┌──

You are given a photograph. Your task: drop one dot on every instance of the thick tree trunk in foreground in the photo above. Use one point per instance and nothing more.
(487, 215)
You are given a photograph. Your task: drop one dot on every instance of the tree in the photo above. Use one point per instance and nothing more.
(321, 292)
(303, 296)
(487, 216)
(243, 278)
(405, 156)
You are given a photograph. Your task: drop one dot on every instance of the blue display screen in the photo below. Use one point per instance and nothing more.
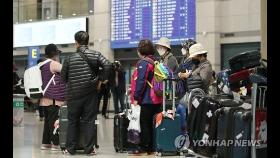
(133, 20)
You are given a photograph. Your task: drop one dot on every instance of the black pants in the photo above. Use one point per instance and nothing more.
(146, 123)
(51, 115)
(118, 96)
(86, 110)
(41, 111)
(104, 92)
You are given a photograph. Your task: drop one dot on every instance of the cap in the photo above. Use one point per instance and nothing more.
(163, 41)
(51, 50)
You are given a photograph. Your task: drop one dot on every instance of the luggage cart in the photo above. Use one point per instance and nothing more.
(259, 123)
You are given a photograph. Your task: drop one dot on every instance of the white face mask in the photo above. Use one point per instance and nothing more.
(161, 51)
(184, 51)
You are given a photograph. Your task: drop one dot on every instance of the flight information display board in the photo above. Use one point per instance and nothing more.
(133, 20)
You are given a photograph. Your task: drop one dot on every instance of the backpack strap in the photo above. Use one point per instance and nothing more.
(44, 62)
(149, 60)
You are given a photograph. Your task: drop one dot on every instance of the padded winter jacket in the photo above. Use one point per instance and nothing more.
(142, 91)
(79, 78)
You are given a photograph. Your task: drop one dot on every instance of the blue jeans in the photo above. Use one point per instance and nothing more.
(182, 111)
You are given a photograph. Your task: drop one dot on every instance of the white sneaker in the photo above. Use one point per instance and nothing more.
(46, 146)
(55, 148)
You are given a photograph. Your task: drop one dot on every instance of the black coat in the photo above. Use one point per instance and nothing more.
(77, 75)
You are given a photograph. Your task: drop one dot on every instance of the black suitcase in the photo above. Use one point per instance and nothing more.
(205, 126)
(233, 125)
(121, 123)
(63, 124)
(245, 60)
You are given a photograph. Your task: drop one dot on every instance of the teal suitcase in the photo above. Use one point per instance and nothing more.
(167, 135)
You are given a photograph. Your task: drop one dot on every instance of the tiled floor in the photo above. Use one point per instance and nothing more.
(27, 141)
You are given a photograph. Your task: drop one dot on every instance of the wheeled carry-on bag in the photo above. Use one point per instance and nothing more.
(234, 127)
(63, 124)
(121, 123)
(245, 60)
(204, 128)
(259, 123)
(167, 131)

└──

TASK TO CARRY OUT — Pictures in the records above are left out; print everything else exactly as written.

REPLY —
You are given a photograph. Your task: drop one dot on every instance of the thick tree trunk in foreground in the photo above. Use one point per instance and nothing more.
(487, 215)
You are given a photograph. Your task: drop one dot on every instance of the tree in the photo above. Use one point per instance and nothing more.
(321, 292)
(303, 296)
(487, 216)
(243, 278)
(405, 156)
You are given a photograph. Your task: drop one dot on every instance of the blue display screen in the photo below. Use one point per instance and nothing more.
(133, 20)
You are given a photograph. Your task: drop one dot on every instance of the black pants in the photo above. Use one point per instance and nothing more.
(146, 123)
(51, 115)
(118, 96)
(86, 110)
(41, 111)
(104, 92)
You are given a photograph. Your task: drop one dot on every instance of the cap in the photo above. Use one point per instance and nothing more.
(163, 41)
(51, 50)
You are given a photograph. Your task: drop one dot on every instance of the luggage cart in the photo above. Use one point per instance and nothing more.
(259, 123)
You are given a photograph. Your task: drop one dot on every instance of the white face mask in the photo above. Use one point per instance and nothing more.
(161, 51)
(184, 51)
You are given a photograph. Your task: drop one dot on every instance of the flight information display board in the photo above. Use one point per instance and nothing more.
(133, 20)
You are given a photograph. Your task: drop one dot on every instance of the backpack strap in the photo above. Use one point per instance and nothing more.
(44, 62)
(149, 60)
You are given a photograph. Your task: drop one dot on every instance of the padded winter jacket in the photo above. Use one point per instance and nothing more.
(142, 91)
(79, 78)
You are given a photograph. Your task: drop one dot on every instance of the blue jeans in the photo above. Use one point per instance and nothing more.
(182, 111)
You are given a photograph. Your task: drop one dot on every instance of the white sneaker in the photo above. Use one point per instance and nothing more.
(46, 146)
(55, 148)
You are given a photograph. Your task: drop one dot on every instance of the black coat in the photo above. Use one point per instance and nothing more.
(77, 75)
You are given a photograph. Your task: drop one dot on every instance of the black suitcase in the photo above. Use one point per instance and nothing more.
(205, 126)
(233, 125)
(121, 123)
(63, 124)
(245, 60)
You are given a photograph. Your task: drop one dot on every instance of the teal suitcase in the photo above. Use one point per instance and nothing more.
(167, 135)
You are given a photograph. Your task: drop one dot on every instance of the tiled floor in the photo above. Use one point per instance and nothing more.
(27, 141)
You are given a photograph. Your task: drop one dot on every instance of the wheeled carry-on bag in the photo above. Use one point per instance and nothing more.
(234, 127)
(63, 124)
(121, 123)
(245, 60)
(204, 128)
(259, 123)
(167, 131)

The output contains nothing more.